**Consignes**
A) Condensez sous forme de liste le paragraphe du texte sur les visas des Afghanes qui commence par « Alors que, bafouant les derniers droits », en gardant ses faits essentiels.
B) Recopiez sans rien modifier, dans le texte sur les visas des Afghanes, le passage qui va de « Mme Dominique Voynet . » jusqu'à « diplomatiques sur place. » inclus.

**Texte proposé**
Réponse en séance, et publiée le 12 mars 2025
DEMANDES DE VISAS DES AFGHANES
M. le président . La parole est à Mme Dominique Voynet, pour exposer sa question, no 208, relative aux demandes de visas des Afghanes.
Mme Dominique Voynet . Il y a quelques mois, monsieur le ministre, j'ai interpellé vos collègues chargés respectivement des affaires étrangères et de l'égalité entre les femmes et les hommes au sujet des obstacles que rencontrent les Afghanes demandant, au titre du droit d'asile, à bénéficier d'un visa pour la France. Mon courrier a été transmis au ministre de l'intérieur, dont la réponse m'a estomaquée. Alors que le moindre déplacement des femmes est contraint, qu'elles doivent être accompagnées d'un chaperon masculin, qu'elles ne peuvent franchir les frontières du pays sans autorisation de leur père ou de leur mari, vous écrivez benoîtement que leur seul moyen de faire une demande de visa est de se rendre dans un consulat français, en Iran ou au Pakistan, ces procédures étant bien connues de nos postes diplomatiques sur place.
Alors que, bafouant les derniers droits de ces femmes, les talibans, de peur qu'une vague silhouette n'excite les hommes qui pourraient y jeter les yeux, font désormais murer les fenêtres des cuisines, notre pays ne respecte pas la jurisprudence internationale : d'après l'arrêt du 4 octobre 2024 de la Cour de justice de l'Union européenne, leur nationalité et leur sexe suffisent à faire considérer les Afghanes comme des réfugiées. Une procédure de demande de visa simplifiée et accélérée doit leur permettre d'accéder à ce statut protecteur. Or, je le répète, la France ne possédant plus d'ambassade à Kaboul, cette demande nécessite de se rendre à Islamabad ou Téhéran, soit respectivement à 470 ou à 2 067 kilomètres. Les femmes qui parviennent à fuir, puis à atteindre l'une de ces deux villes, doivent alors solliciter une officine privée, telle que VSF Global, qui constitue le dossier et gère la relation avec l'ambassade. La réponse arrivera au terme de plusieurs semaines, voire plusieurs mois, au cours desquels la demandeuse, outre le paiement de cet intermédiaire, aura dû assumer les frais nécessaires pour vivre sur place.
Je demanderai à M. le ministre des affaires étrangères de faire la lumière sur le fonctionnement des officines qui exercent leur business à la porte de nos ambassades. De votre côté, au-delà des clivages politiques et au nom des droits humains, quelles dispositions entendez-vous prendre pour que soit enfin respectée la jurisprudence concernant l'accueil des Afghanes ?
M. le président . La parole est à M. le ministre auprès du ministre d’État, ministre de l’intérieur.

**Extrait de données**

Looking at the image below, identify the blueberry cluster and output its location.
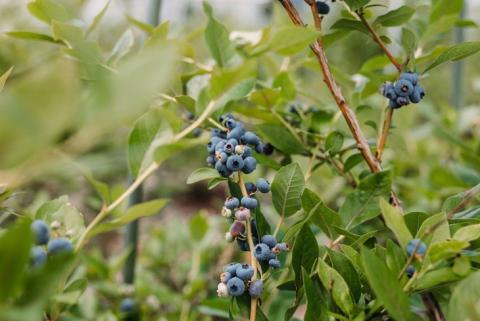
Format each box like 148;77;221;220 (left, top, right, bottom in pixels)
30;220;73;267
382;72;425;109
253;235;289;269
207;114;273;177
217;263;263;298
315;1;330;15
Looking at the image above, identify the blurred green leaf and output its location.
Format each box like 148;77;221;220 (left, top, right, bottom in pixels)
272;163;305;217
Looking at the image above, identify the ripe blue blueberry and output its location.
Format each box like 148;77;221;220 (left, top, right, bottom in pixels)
30;220;49;245
236;264;253;281
223;262;242;276
316;1;330;15
257;178;270;193
227;155;244;172
30;246;47;268
261;235;277;248
245;182;257;194
120;298;135;313
248;280;263;298
253;243;271;262
268;259;282;269
407;239;427;256
240;196;258;210
395;79;413;97
242;156;257;174
47;237;73;255
227;276;245;296
225;197;240;210
242;132;260;145
400;72;418;86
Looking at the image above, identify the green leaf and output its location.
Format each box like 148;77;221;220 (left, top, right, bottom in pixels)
325;132;343;155
203;2;235;68
380;198;412;248
424;41;480;73
187;167;220;184
0;221;32;302
0;66;13;92
189;213;208;242
345;0;370;11
373;6;415;27
256;124;305;154
302;269;329;321
86;0;111;35
447;272;480;321
361;248;411;321
340;171;391;229
270;26;319;56
318;260;354;316
6;31;65;45
453;224;480;242
128;109;163;177
292;224;319;285
272;163;305;217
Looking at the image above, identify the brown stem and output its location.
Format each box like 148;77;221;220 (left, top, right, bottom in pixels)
375;107;393;162
355;11;403;72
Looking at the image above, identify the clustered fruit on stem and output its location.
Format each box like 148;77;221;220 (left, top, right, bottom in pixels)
207;114;288;306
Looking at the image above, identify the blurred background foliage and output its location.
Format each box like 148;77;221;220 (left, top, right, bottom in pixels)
0;0;480;321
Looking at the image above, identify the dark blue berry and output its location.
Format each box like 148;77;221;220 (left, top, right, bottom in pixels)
407;239;427;255
261;235;277;248
30;246;47;268
227;276;245;296
30;220;49;245
257;178;270;193
47;237;73;255
240;196;258;210
242;156;257;174
227;155;244;172
224;197;240;210
236;264;253;281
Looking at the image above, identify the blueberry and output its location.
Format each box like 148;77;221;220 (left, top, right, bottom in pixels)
400;71;418;86
207;155;217;167
240;196;258;210
236;264;253;281
407;265;415;278
242;132;260;145
223;262;241;277
227;276;245;296
261;235;277;248
235;207;252;222
192;127;202;137
227;155;244;171
225;197;240;210
30;220;49;245
382;83;397;99
245;182;257;194
257;178;270;193
224;118;237;129
220;272;232;283
230;221;245;237
316;1;330;14
120;298;135;313
407;239;427;256
268;259;282;269
253;243;271;262
30;246;47;267
215;160;232;177
242;156;257;174
395;79;413;97
47;237;73;255
248;280;263;298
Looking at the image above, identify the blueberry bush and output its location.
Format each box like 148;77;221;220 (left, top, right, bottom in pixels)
0;0;480;321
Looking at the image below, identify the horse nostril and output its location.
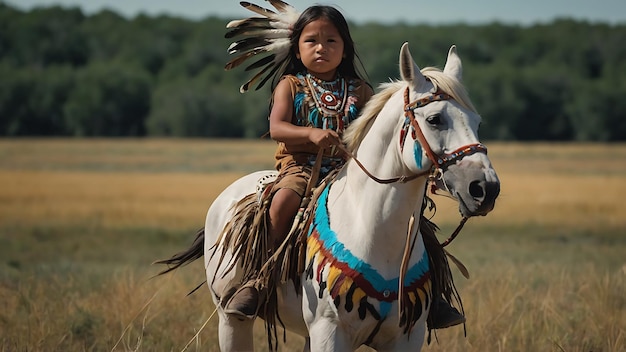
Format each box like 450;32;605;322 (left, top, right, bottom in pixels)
469;181;485;198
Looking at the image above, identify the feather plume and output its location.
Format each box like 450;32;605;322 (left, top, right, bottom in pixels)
224;0;300;93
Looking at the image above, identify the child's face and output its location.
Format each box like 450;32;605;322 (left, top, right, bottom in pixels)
296;18;344;81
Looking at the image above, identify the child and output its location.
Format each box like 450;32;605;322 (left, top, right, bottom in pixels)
224;6;373;317
224;6;460;330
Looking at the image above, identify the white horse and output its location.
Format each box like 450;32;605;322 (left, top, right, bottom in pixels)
162;44;500;351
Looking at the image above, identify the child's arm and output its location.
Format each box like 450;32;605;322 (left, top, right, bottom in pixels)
270;79;341;148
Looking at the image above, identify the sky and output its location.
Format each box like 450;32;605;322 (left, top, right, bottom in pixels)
7;0;626;25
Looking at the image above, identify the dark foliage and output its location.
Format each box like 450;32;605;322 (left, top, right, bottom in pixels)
0;3;626;141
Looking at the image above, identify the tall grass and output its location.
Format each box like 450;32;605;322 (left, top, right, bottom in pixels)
0;140;626;351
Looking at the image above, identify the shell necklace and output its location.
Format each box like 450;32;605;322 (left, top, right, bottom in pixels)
306;73;348;119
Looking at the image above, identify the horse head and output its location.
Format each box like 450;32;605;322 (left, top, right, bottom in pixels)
399;43;500;217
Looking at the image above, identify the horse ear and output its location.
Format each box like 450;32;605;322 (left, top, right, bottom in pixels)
400;43;426;88
443;45;463;82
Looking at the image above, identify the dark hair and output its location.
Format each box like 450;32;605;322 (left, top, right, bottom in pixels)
272;5;365;89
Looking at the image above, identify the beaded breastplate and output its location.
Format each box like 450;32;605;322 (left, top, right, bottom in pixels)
294;73;358;133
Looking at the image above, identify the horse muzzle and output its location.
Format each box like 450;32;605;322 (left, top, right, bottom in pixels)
443;163;500;217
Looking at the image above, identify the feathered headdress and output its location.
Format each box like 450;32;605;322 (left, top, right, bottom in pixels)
224;0;300;93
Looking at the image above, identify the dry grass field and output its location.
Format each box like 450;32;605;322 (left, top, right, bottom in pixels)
0;139;626;352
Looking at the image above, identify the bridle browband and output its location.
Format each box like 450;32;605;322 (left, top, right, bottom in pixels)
338;87;487;184
338;87;487;247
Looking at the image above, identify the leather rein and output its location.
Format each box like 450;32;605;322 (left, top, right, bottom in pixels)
338;87;487;247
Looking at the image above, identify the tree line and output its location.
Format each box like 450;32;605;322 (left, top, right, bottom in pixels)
0;3;626;141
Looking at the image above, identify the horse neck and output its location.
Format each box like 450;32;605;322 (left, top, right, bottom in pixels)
328;123;426;275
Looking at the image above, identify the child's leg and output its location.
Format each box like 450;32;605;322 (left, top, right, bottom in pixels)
224;188;302;319
269;188;302;249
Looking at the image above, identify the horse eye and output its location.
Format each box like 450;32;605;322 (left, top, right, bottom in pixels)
426;114;441;125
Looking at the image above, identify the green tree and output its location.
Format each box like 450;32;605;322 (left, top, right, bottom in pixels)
64;63;152;136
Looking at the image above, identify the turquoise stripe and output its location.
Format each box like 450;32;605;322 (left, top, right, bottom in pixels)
309;186;428;317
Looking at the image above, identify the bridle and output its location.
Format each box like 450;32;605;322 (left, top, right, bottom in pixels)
339;87;487;247
338;87;487;184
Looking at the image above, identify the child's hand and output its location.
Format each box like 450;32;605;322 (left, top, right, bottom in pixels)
343;96;359;116
309;128;341;148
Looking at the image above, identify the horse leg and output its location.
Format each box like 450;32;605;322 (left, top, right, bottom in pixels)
218;309;254;352
309;318;353;352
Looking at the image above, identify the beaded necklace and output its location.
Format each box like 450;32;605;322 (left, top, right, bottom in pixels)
305;73;348;131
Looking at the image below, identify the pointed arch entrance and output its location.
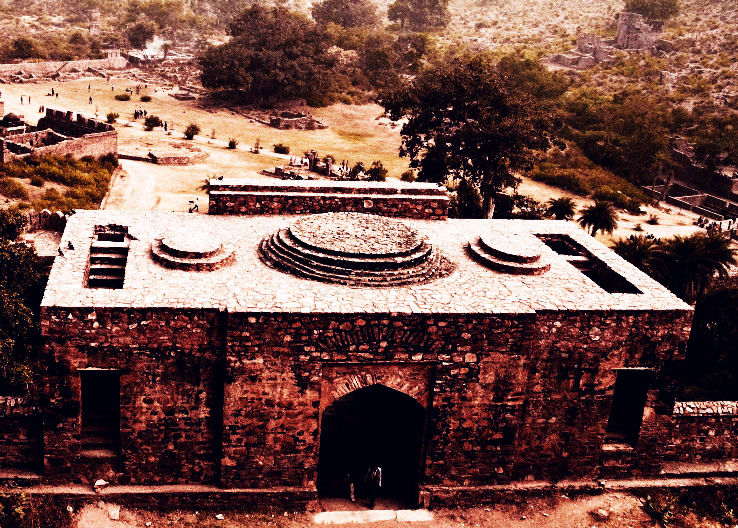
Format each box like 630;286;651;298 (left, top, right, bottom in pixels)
317;383;426;506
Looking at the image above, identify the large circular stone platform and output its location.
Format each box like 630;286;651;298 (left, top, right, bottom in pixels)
151;231;235;271
259;213;454;286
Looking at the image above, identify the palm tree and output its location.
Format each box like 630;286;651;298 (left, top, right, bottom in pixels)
654;233;736;303
579;200;618;236
612;235;656;274
546;196;575;220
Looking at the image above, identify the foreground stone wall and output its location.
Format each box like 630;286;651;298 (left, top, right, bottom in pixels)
25;308;700;490
222;312;691;487
0;396;41;471
669;401;738;461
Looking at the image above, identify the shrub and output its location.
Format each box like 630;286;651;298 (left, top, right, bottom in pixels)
0;178;28;200
144;115;161;131
184;123;200;139
400;170;417;183
273;143;290;154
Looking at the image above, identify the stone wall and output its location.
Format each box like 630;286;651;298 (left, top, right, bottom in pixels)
0;56;128;77
0;396;41;471
0;109;118;163
33;308;691;489
42;308;223;483
221;312;691;487
669;401;738;461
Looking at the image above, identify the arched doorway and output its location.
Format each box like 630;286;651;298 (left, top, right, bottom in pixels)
317;384;425;507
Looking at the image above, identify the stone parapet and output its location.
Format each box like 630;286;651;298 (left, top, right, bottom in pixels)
209;179;449;220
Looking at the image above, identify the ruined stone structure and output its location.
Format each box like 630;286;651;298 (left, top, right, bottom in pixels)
549;35;614;69
615;12;664;49
0;109;118;163
208;178;449;219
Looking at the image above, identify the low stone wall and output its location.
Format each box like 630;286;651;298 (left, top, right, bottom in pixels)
209;180;449;220
26;209;68;233
668;401;738;462
0;396;41;470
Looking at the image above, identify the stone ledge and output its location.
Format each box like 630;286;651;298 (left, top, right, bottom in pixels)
674;400;738;418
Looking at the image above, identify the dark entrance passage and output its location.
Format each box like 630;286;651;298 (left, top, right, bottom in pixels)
317;385;425;507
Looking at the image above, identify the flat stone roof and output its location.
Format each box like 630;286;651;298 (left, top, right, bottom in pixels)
42;210;692;314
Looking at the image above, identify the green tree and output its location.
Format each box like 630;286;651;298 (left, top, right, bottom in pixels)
654;233;736;303
612;235;656;275
625;0;680;20
387;0;451;31
312;0;379;28
546;196;576;220
200;6;336;105
379;53;558;218
125;20;158;49
579;200;618;236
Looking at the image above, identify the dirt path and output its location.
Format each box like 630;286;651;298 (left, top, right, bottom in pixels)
75;492;658;528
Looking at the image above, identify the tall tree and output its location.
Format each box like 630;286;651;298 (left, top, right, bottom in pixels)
579;200;618;236
200;6;335;105
612;235;656;274
379;53;558;218
312;0;379;28
387;0;451;31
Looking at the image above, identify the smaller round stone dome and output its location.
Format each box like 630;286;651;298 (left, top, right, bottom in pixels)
151;230;235;271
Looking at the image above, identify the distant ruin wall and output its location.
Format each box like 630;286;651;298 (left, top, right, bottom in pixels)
209;180;449;220
208;191;448;220
668;401;738;462
0;57;128;77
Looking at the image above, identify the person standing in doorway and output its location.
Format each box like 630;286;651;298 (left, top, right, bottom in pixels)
367;466;382;510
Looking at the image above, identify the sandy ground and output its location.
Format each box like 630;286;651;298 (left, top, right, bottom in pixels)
2;74;698;244
75;493;658;528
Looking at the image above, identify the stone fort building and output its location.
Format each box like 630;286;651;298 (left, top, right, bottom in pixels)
0;180;736;505
0;106;118;163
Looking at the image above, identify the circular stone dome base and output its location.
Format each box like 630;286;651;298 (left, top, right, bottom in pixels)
259;213;455;286
151;231;235;271
466;234;551;275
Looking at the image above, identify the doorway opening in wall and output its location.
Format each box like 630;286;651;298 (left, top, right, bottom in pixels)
317;385;425;509
79;369;120;458
605;368;651;446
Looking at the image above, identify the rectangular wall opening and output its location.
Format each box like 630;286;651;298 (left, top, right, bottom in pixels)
536;233;643;293
87;225;129;289
80;369;120;457
605;368;651;446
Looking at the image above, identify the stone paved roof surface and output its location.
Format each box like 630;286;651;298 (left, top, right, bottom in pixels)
42;211;691;313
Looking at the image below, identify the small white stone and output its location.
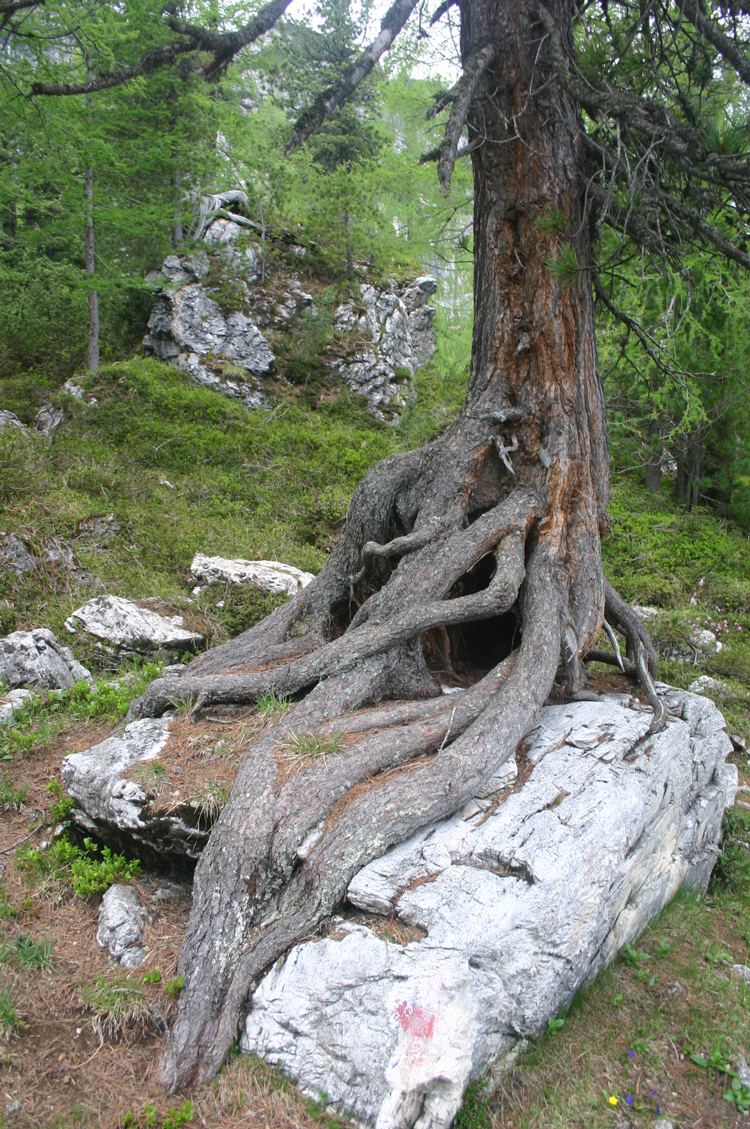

**Corrigé de l'exercice**
A)
- Par crainte qu'une silhouette n'excite les hommes, les talibans font désormais murer les fenêtres des cuisines, bafouant les derniers droits des Afghanes.
- D'après l'arrêt du 4 octobre 2024 de la Cour de justice de l'Union européenne, la nationalité et le sexe des Afghanes suffisent à les faire considérer comme réfugiées. La France ne respecte pas cette jurisprudence.
- Une procédure de visa simplifiée et accélérée doit leur permettre d'accéder à ce statut protecteur.
- La France n'a plus d'ambassade à Kaboul. La demande oblige donc à se rendre à Islamabad (470 km) ou à Téhéran (2 067 km).
- Sur place, les femmes doivent solliciter une officine privée, telle que VSF Global, qui constitue le dossier et gère la relation avec l'ambassade.
- La réponse arrive après plusieurs semaines, voire plusieurs mois. Pendant ce temps, la demandeuse paie l'intermédiaire et ses frais de séjour.

B)
Mme Dominique Voynet . Il y a quelques mois, monsieur le ministre, j'ai interpellé vos collègues chargés respectivement des affaires étrangères et de l'égalité entre les femmes et les hommes au sujet des obstacles que rencontrent les Afghanes demandant, au titre du droit d'asile, à bénéficier d'un visa pour la France. Mon courrier a été transmis au ministre de l'intérieur, dont la réponse m'a estomaquée. Alors que le moindre déplacement des femmes est contraint, qu'elles doivent être accompagnées d'un chaperon masculin, qu'elles ne peuvent franchir les frontières du pays sans autorisation de leur père ou de leur mari, vous écrivez benoîtement que leur seul moyen de faire une demande de visa est de se rendre dans un consulat français, en Iran ou au Pakistan, ces procédures étant bien connues de nos postes diplomatiques sur place.